> _Material provided_:
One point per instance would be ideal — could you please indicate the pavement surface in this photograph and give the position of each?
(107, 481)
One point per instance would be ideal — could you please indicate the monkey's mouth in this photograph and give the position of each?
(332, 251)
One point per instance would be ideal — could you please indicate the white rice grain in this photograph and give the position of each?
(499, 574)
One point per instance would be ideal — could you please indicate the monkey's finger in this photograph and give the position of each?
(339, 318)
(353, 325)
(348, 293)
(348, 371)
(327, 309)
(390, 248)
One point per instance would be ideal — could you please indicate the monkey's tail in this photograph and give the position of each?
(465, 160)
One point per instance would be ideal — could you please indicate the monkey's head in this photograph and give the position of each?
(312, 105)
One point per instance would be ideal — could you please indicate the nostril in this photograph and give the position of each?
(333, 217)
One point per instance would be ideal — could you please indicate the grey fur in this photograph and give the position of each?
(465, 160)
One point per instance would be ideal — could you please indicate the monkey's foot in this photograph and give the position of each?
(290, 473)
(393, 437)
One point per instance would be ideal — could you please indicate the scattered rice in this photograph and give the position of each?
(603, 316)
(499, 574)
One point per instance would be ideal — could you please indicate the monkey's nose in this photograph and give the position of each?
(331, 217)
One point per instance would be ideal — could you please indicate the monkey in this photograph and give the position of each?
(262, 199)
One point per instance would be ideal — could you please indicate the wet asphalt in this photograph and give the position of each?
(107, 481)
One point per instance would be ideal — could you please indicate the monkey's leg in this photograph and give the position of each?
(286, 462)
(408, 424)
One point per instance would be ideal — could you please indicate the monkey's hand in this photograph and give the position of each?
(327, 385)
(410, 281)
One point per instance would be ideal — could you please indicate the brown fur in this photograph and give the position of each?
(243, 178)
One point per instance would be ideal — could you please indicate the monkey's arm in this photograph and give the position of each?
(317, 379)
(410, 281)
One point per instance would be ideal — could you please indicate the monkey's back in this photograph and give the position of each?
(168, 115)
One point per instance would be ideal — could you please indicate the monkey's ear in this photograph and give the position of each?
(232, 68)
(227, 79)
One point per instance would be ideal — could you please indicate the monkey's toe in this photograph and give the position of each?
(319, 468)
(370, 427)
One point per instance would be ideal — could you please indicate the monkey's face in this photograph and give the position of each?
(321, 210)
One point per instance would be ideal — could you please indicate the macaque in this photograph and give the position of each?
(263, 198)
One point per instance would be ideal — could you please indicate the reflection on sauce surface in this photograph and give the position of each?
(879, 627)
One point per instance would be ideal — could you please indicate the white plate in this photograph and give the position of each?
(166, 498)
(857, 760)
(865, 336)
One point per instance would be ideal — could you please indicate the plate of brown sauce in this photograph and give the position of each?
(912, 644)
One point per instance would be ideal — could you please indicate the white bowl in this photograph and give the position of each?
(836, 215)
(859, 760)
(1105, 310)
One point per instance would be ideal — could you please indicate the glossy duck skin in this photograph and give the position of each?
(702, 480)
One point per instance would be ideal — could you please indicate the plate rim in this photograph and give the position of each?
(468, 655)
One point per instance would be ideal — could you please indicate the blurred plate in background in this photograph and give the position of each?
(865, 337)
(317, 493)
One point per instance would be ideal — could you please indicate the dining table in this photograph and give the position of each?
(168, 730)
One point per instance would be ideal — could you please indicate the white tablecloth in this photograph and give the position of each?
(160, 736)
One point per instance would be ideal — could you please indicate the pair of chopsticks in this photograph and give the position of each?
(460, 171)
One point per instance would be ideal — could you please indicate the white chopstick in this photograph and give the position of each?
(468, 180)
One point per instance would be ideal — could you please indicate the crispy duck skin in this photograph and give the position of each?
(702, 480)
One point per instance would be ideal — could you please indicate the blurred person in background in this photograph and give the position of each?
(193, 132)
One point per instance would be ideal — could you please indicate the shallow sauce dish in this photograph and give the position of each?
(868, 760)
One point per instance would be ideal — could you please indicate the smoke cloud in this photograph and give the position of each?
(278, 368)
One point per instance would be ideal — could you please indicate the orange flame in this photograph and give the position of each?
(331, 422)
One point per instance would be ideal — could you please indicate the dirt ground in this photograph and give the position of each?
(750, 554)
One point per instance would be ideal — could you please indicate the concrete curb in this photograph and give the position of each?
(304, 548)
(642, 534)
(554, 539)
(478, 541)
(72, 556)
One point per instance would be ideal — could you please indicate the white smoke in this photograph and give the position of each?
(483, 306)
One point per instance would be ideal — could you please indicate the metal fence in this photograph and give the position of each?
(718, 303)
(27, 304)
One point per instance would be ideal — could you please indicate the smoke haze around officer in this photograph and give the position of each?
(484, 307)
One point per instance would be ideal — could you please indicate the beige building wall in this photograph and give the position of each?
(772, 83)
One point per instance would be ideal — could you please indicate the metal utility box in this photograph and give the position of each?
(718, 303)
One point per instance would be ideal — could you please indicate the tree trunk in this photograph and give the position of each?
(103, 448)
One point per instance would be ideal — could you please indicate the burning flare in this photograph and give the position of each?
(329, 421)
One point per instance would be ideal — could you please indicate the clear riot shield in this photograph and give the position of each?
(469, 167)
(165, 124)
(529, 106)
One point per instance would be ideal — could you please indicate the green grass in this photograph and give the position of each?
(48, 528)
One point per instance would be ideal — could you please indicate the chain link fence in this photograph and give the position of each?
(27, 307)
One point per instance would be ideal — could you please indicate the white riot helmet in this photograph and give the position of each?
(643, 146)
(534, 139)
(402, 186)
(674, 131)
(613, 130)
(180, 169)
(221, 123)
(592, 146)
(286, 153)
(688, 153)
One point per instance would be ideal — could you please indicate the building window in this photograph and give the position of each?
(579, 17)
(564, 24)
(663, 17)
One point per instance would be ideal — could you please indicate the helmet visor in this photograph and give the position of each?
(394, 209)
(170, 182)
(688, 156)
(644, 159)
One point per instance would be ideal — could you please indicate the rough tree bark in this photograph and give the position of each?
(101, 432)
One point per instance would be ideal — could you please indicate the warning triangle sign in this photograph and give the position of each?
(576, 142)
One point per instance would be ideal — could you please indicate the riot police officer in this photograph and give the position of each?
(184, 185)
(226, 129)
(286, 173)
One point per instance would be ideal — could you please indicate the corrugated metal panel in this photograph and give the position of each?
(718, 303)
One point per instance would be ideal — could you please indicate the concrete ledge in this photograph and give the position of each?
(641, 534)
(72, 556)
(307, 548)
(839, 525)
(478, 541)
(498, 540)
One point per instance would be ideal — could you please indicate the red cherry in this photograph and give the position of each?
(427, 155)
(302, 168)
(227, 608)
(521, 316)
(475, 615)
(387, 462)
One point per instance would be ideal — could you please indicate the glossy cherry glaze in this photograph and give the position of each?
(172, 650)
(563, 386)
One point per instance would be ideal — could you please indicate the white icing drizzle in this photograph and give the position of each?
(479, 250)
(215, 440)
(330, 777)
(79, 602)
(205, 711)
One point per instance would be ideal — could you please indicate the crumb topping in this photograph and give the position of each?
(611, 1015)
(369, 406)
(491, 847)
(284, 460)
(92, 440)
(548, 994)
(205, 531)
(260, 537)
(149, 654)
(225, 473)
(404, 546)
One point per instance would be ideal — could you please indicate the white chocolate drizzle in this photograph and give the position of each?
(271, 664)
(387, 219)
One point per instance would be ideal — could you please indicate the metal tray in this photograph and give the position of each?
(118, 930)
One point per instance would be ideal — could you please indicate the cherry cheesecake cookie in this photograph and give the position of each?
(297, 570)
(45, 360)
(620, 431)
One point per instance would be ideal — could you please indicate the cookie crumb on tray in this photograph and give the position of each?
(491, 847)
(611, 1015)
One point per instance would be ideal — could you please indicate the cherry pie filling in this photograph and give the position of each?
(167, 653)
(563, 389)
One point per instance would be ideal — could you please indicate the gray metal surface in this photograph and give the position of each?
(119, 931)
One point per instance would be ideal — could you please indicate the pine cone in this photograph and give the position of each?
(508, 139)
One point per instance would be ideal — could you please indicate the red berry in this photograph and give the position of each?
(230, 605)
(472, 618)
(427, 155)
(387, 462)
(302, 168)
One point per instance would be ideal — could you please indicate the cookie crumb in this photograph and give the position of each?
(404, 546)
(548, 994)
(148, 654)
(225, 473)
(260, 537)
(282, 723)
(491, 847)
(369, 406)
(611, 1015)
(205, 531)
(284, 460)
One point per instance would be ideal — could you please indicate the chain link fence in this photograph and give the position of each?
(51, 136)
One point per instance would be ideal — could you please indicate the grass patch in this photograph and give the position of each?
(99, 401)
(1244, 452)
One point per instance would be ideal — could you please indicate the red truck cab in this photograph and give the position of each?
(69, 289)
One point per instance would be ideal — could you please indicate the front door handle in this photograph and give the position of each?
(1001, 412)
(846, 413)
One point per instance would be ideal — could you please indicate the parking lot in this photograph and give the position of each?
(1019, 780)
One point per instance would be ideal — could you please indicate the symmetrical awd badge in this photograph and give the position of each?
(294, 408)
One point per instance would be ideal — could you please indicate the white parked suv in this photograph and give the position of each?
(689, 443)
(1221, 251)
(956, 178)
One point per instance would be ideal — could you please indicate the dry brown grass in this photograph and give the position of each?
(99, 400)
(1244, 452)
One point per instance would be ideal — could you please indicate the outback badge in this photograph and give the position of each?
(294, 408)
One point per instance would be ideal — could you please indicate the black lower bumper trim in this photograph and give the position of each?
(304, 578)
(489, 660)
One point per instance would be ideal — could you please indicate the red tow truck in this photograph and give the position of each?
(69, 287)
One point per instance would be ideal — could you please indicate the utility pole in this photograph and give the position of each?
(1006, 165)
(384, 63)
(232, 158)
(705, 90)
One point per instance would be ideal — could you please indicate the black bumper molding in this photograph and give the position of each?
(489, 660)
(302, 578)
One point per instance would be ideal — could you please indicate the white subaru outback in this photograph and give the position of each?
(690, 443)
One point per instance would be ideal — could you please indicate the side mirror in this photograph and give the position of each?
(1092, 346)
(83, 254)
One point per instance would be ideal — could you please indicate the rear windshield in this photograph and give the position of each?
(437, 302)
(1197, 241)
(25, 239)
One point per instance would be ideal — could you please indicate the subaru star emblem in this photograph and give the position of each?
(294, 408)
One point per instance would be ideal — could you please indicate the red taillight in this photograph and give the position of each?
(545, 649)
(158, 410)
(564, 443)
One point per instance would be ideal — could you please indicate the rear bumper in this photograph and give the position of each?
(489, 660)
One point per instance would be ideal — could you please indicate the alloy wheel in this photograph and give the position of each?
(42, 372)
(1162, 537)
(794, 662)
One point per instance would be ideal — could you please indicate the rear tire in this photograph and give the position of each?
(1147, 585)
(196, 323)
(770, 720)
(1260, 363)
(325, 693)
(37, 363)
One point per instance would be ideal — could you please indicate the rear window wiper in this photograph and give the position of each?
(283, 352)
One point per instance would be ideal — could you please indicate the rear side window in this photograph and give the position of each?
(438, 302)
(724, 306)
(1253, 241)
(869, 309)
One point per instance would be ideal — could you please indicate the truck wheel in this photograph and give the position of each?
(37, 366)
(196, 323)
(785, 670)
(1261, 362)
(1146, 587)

> _Job_: Your output consists solely of the lines from the one with "indicate the subaru" through the last line, copied exactly.

> _Task result_:
One point per instance would be ideal — could you please indicate the subaru star emblem in this photograph and give the position of each?
(294, 408)
One point per instance would be ideal — could you please indicate the red taillight in this photograph and give the position of each?
(545, 649)
(158, 410)
(564, 443)
One point per instance would be ideal — could you please indicate the rear bumper in this photograph and give the position of each?
(489, 660)
One point per instance would be ideal — could you please indicate the alloy wheel in this photograph and give the position of each?
(42, 372)
(1162, 537)
(794, 662)
One point per instance would be ideal — could you please indicate the rear tire in this photograph and give the position of each?
(1147, 585)
(196, 323)
(770, 720)
(1260, 363)
(325, 693)
(37, 363)
One point per instance would be ideal — could you please indicate the rear window wiper in this photograph and give the position of each?
(283, 352)
One point per instance would be ideal — could you please indicate the rear side window in this photograph and give the position of each?
(438, 302)
(724, 306)
(1253, 241)
(869, 309)
One point per instance would be ideal — could you please indicate the truck wheel in this photograph and give the position of each?
(37, 366)
(196, 323)
(785, 670)
(1261, 362)
(1146, 587)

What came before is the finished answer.